Once the line with "the white stool" is found, return it along with every line after it, exactly, through the end of the material.

• [Source data]
::::::::
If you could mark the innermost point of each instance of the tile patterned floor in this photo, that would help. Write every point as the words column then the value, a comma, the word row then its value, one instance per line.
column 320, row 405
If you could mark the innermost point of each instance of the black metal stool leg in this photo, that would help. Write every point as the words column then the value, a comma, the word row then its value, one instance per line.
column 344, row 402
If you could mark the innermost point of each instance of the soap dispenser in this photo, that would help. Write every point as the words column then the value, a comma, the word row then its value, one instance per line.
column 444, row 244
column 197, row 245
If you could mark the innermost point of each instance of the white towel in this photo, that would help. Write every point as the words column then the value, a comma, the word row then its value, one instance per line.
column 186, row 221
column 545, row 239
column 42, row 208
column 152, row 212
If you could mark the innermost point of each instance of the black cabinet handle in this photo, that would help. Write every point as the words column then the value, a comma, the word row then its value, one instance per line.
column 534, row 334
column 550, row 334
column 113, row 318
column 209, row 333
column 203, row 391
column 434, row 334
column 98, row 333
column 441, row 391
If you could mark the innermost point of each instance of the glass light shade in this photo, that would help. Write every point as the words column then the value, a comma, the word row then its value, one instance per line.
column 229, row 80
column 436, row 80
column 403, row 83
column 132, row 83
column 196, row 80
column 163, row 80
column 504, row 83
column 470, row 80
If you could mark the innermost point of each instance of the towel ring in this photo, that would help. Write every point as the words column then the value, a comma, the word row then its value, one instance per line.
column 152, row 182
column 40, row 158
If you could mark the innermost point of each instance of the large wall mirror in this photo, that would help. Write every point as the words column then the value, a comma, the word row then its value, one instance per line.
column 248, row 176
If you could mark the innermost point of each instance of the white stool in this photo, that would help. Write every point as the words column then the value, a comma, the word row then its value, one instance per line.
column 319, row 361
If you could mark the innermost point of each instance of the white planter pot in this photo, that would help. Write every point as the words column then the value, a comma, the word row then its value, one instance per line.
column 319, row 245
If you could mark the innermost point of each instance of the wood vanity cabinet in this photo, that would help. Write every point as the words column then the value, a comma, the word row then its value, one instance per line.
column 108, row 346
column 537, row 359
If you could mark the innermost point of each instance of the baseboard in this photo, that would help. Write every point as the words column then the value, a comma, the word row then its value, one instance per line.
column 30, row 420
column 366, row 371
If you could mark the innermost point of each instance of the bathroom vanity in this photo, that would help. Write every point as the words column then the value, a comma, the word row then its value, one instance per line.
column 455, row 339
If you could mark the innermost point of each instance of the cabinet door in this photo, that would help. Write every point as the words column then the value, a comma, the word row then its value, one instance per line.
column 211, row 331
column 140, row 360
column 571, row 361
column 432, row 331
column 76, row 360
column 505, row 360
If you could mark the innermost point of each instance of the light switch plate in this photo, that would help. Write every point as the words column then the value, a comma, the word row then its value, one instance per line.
::::::::
• [Expected answer]
If you could mark the innermost point of each instance of the white stool in this photo, that would help. Write every point as the words column then the value, a comma, the word row then its value, one instance per line.
column 319, row 361
If you could mark the innermost point of each instance of the white planter pot in this photo, that would help. Write every point as the words column then the value, a comma, the word row then its value, one instance per line.
column 319, row 245
If you could mark the innermost point of each instance of the wood vanity cabinet in this photo, that would help. Write every point as the words column then the value, a comma, the word row then its value, one instance per line.
column 108, row 346
column 537, row 359
If you could mark the innermost point of each instance of the baseboard in this photo, that would help. Write every point as the words column then the value, a comma, the word row then its value, one instance per line.
column 30, row 420
column 366, row 371
If you could mark the innermost point of each instance of the bathroom vanity in this photo, that would help. Write every point as the words column then the value, a comma, the word row then its value, one instance per line.
column 455, row 339
If you could mark the innermost point of each instance of the cabinet door in this photo, that would help. Write every point as the words column then the value, a comma, the word row then its value, one instance per line.
column 211, row 331
column 140, row 360
column 571, row 361
column 432, row 331
column 76, row 360
column 505, row 360
If you could mark the innermost point of each instance of the light switch plate in this photo, that would help. Write every point as the words column then the value, a comma, the word row then its value, one instance per line.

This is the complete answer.